*理解度の確認*
1. 九重町のしいたけ栽培についての文章によると、研修生などの仲間5人で設立した農事組合法人「万葉しいたけ」は何年に設立されたか答えよ。
2. 九重町のしいたけ栽培についての文章を、最後の文の後から書き継げ。

九重町(ここのえまち)
〜肉厚のステーキ用生しいたけ〜 |
Vol.36 |
本県の乾しいたけは、平成21年度の全国乾椎茸品評会で11年連続・43回目の団体優勝を飾るなど質・量とも全国一を誇り、生産量は全国の約38%程を占める産地ですが、生しいたけの生産も盛んです。近年、高品質でボリウム感のある生しいたけが生産されています。
しいたけ栽培には、原木栽培と菌床栽培がありますが、原木栽培は、クヌギなどを1.2m程の長さに切り、穴を空けて菌を植え付けたホダ木を1年半程、山林などの自然環境の中で菌を繁殖させ、きのこを発生させる方法です。
一方、菌床栽培は、クヌギのおが等のチップに米ぬかなどを混ぜて作ったブロックを5ヶ月程、施設の中で温度や湿度に気を配りながらシイタケ菌を繁殖させて栽培する方法です。今回は、九重町(ここのえまち)で菌床栽培に取り組む坂本庸一郎(さかもとよういちろう)さんに話を聞きしました。
庸一郎さんが住む九重町は、大分県の南西部に位置し、標高800m〜1,800m程の九州の屋根と呼ばれるくじゅう山系から湧き出る清らかな水と豊かな自然に恵まれ「しいたけ生産」が盛んです。平成18年には、日本一の人道大吊橋「九重“夢”大吊橋」(長さ390m、高さ173m)が完成し、県内外から多くの観光客が訪れています。
父親の憲治(けんじ)さん((有)やまなみきのこ産業 代表者)が取り組んでいた菌床栽培に、高校の頃から興味を持っていた庸一郎さんは、大学を卒業した平成8年に東京から戻り、憲治さんの指導を仰ぎながら、後継者の道を歩みはじめました。その後家族も増え、栽培や研究に一層力が入っています。
県内菌床栽培の先駆者である憲治さんの下には、菌床栽培に興味を持った研修生が多く集まっていたこともあり、庸一郎さんは菌床しいたけの品質の均一化や作業効率を高めるため、研修生などの仲間5人で、農事組合法人「万葉しいたけ」を平成19年に設立し、菌床栽培のさらなる進化に取り組んでいます。
菌床栽培は、しいたけを発育させる菌床ブロックづくりをはじめ、施設内を自然環境に近い状態とする温度や湿度の管理が重要なため、施設外の環境状況と施設内の生育状況に応じて常に適温・適湿な状態に保つのに苦労しているが、反面、毎日のように栽培方法などに新しい発見があるとの事でした。

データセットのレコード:
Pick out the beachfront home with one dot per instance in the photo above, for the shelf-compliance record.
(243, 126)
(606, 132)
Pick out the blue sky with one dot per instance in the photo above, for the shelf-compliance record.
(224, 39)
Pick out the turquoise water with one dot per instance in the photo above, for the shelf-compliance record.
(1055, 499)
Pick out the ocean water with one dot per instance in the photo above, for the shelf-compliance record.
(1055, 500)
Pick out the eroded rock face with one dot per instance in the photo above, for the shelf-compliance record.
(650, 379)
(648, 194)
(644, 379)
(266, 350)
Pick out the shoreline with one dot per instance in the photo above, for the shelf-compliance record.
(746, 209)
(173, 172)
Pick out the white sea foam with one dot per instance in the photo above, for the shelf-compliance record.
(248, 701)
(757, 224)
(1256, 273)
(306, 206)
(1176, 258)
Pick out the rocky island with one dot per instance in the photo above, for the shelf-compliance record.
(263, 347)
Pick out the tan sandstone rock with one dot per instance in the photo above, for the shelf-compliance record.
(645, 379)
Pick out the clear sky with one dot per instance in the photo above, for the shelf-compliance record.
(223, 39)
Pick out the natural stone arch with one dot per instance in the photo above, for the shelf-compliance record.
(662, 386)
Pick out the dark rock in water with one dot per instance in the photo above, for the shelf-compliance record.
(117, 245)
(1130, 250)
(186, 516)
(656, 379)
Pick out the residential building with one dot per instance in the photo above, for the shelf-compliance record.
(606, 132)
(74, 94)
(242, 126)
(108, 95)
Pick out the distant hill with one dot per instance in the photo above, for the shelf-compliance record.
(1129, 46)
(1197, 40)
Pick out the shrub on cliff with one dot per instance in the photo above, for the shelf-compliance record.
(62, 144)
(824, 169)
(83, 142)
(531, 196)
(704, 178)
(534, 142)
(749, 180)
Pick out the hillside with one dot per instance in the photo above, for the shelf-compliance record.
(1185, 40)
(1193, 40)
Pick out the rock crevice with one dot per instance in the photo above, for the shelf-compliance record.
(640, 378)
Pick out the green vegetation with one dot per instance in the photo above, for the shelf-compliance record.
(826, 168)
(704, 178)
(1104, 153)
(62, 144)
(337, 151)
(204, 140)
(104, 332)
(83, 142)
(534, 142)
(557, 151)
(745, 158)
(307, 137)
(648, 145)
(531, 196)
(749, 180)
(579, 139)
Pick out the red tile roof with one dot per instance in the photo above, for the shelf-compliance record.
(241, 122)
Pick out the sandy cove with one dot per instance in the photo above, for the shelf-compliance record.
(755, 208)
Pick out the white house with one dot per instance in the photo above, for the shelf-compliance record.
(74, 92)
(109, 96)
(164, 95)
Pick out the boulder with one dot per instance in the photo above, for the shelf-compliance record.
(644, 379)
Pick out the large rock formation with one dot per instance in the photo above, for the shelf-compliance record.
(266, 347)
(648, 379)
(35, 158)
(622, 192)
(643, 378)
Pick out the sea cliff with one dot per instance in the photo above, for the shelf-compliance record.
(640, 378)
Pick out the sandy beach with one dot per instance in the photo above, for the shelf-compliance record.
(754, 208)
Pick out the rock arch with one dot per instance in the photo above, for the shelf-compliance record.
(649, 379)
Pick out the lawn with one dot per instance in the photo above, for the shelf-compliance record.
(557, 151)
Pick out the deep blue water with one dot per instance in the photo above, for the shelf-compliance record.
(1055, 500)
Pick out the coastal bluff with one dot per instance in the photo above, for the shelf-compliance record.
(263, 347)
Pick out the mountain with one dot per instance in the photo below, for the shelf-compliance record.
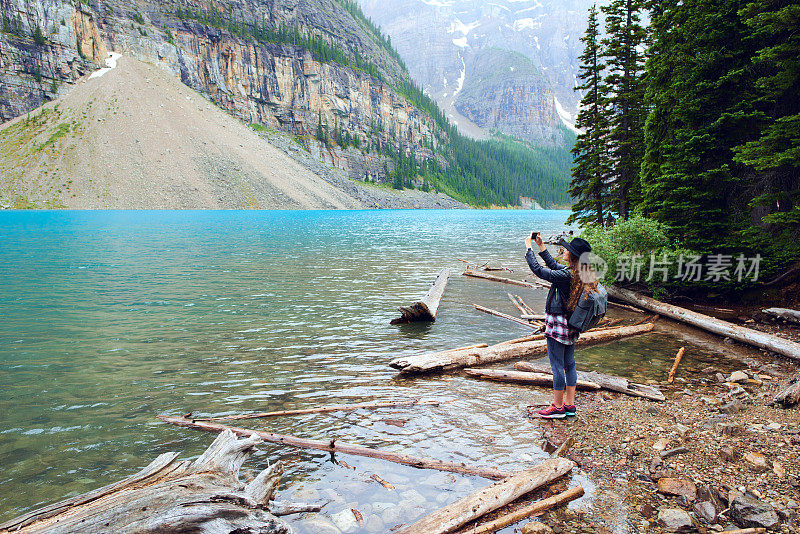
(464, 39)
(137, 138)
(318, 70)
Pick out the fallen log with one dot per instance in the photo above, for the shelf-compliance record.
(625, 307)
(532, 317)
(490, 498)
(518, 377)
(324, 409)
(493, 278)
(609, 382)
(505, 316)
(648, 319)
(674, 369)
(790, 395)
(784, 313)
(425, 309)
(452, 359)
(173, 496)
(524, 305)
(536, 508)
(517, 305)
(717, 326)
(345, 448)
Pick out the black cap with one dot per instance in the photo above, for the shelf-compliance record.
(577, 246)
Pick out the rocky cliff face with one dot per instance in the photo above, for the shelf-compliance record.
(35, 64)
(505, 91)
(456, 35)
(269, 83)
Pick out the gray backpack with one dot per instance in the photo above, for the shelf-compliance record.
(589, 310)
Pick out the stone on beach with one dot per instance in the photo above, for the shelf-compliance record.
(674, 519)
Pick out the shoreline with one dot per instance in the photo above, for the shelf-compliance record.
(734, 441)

*解答*
1. 平成19年に設立された。

2.
菌床栽培では、得てして量産タイプで作りやすい品種に走りがちになるようですが、庸一郎さんは人と同じ事をしていてはダメとの信念から、作るのが難しい肉厚でボリウム感のある品種に取り組み、現在では「ステーキ用生したけ」として東京の高級スーパーでも取り扱われています。
「今後も、日々研究を重ねながら良質な生しいたけの生産とともに、出荷の際に切り取るあしの部分の加工品にチャレンジしたい。」と語ってくれました。
坐来大分では、8月17日からのメニューに庸一郎さんの「生しいたけ」を使用したお料理「九重焼き椎茸カボス卸し」をご用意していますので、ご来店をお待ちしています。
〈伝承料理研究家 金丸佐佑子さんのお話〉
先日のこと。「チョーうまい。」「まろやか。」「ジューシー。」「甘い。」隣の部屋のテレビから聞こえてきた言葉です。何の食材かしらと覗きましたら野菜の「ピーマン」でした。「ピーマン」でなく他の野菜でも、肉でも、魚でも、いろいろな料理でも、この言葉で間に合います。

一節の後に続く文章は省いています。